## DATA FOR THE TASK
════════════════

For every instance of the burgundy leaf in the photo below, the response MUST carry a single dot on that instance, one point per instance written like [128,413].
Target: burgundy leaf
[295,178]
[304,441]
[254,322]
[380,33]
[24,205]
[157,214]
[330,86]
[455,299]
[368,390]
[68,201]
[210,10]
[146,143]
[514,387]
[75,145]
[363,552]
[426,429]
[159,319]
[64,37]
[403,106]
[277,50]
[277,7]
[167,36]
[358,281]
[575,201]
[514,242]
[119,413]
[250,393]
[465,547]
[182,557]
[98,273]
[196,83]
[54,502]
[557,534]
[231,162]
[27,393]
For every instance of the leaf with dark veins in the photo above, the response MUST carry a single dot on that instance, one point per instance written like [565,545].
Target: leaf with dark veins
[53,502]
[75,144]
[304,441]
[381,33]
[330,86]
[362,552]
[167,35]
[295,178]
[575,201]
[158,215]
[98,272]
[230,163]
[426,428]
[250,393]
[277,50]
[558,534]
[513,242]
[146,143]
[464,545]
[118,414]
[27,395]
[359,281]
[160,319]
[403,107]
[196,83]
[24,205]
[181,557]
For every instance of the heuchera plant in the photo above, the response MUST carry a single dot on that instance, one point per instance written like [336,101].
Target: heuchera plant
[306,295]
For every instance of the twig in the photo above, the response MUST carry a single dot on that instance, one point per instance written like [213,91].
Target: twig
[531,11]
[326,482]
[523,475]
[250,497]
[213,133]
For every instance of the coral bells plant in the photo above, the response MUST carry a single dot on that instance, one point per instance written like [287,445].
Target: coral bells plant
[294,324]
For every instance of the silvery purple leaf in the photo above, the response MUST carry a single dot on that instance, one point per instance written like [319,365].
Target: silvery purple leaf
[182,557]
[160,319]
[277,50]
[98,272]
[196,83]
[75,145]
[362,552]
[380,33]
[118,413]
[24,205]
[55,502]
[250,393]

════════════════

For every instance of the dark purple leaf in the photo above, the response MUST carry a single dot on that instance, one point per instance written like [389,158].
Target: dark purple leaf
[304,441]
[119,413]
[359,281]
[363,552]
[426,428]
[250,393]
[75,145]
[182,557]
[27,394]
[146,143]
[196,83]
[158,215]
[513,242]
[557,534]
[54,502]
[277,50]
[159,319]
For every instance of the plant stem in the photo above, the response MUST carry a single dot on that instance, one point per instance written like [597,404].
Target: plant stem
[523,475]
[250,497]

════════════════

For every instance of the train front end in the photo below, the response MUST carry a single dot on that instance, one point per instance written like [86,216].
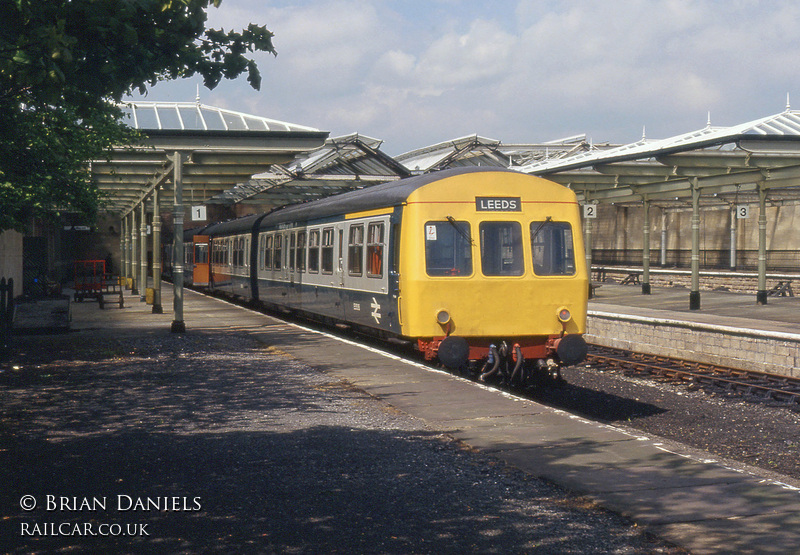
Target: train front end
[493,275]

════════════════

Take each line above that holds the string "below" and copy it.

## ANSWER FOR THE TASK
For every instance of the burgundy leaf in the photo below, the response MUST carry a single dot on that instance, one point per instance written like [128,413].
For every instance of the train front end in the photo below, the response MUST carry a single dot on that instance, one point per instance written like [86,216].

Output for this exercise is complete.